__Estratto scelto__.
==================================================
Home  /  Commenti 

Il contratto di distribuzione e le norme tecniche applicabili a prodotti contrattuali: l’articolo 35 della Convenzione di Vienna tra “ Merchantability”, “Fitness for a specific purpose” e responsabilità del venditore.

Il mercato domestico sta attraversando una fase congiunturale caratterizzata da una contrazione della domanda, contrazione che spinge le aziende italiane e ricercare (qualche volta in maniera destrutturata) sbocchi per i loro prodotti su mercati stranieri attraverso Agenti ovvero Distributori.

In questo articolo voglio soffermarmi sul contratto di Distribuzione in generale e sulle norme tecniche che possono incidere sulle possibilità di successo della instauranda relazione commerciale, ovvero portare ad una prematura interruzione della stessa in relazione alle possibili difficoltà che l’azienda italiana potrebbe incontrare nell’affrontare i sistemi di certificazione dei prodotti contrattuali. E’ importante sottolineare, in ogni caso, che qualunque sia lo strumento contrattuale prescelto dall’azienda la stessa non potrà in alcun modo prescindere da un’analisi puntuale di alcuni fattori e precisamente:

1. Il coefficiente di controllo che desidera avere sul partner commerciale straniero;

2. Il volume di vendite dirette che desidera mantenere nel paese del partner commerciale straniero;

3. L’affidabilità finanziaria del partner commerciale straniero ai fini della corretta promozione dei prodotti, del servizio al cliente finale, della possibilità di espansione del mercato in funzione delle attività di marketing svolte dal partner oltre che la possibilità di risolvere o di gestire correttamente le (eventualmente) necessarie pratiche burocratiche volte all’ottenimento dei certificati di qualità o di omologazione dei prodotti contrattuali.
==================================================
__Dati registrati__.
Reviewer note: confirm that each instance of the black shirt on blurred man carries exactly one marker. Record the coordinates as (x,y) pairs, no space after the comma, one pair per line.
==================================================
__Istruzioni dell'esercizio__.
a. Nell'estratto sul contratto di distribuzione, tramite quali figure le aziende italiane cercano sbocchi per i loro prodotti sui mercati stranieri?
b. Traduci in inglese questa frase dell'estratto sul contratto di distribuzione: «In questo articolo voglio soffermarmi sul contratto di Distribuzione in generale e sulle norme tecniche che possono incidere sulle possibilità di successo della instauranda relazione commerciale, ovvero portare ad una prematura interruzione della stessa in relazione alle possibili difficoltà che l'azienda italiana potrebbe incontrare nell'affrontare i sistemi di certificazione dei prodotti contrattuali.»
c. Fornisci il seguito dell'estratto sul contratto di distribuzione, a partire da dove termina.
Il materiale non serve per svolgere l'esercizio.

__Risposte per compito__.
a. Tramite Agenti ovvero Distributori.

b. In this article I want to focus on the distribution contract in general and on the technical standards that can affect the chances of success of the commercial relationship being established, or lead to its premature termination because of the possible difficulties the Italian company might encounter in dealing with the certification systems for the contract products.

c.
Ebbene, una volta deciso che il contratto di distribuzione è il miglior strumento per poter ”aggredire” il mercato straniero, occorre considerare anche ulteriori fattori. Specificatamente, per giungere al tema centrale di questo articolo, è un dato di comune esperienza che nell’ambito degli scambi internazionali, con sempre maggior frequenza, le norme relative alle certificazioni di conformità dei prodotti ad un determinato standard tecnico vengono utilizzate come “barriere di entrata” nel mercato giacché tali norme sono di natura cogente, cosicché il Fornitore/Venditore si trova spesso a dover valutare la effettiva “ commerciabilità” dei propri prodotti alla luce di norme che regolano le caratteristiche “tecniche” ovvero i requisiti specifici in materia di sicurezza, rispondenza a standard, composizione, ecc.

Orbene, quale impatto possono avere la norme tecniche e le certificazioni di conformità dei prodotti nell’ambito dei rapporti tra il Venditore ed il Distributore? La mancanza di certificazioni tecniche ovvero la non conformità a standard tecnici in vigore nel paese del Distributore possono compromettere le relazioni commerciali? E, soprattutto, rappresentano una violazione delle norme che disciplinano la qualità del prodotto secondo i dettami della Convenzione di Vienna, che quasi universalmente regola il Rapporto contrattuale?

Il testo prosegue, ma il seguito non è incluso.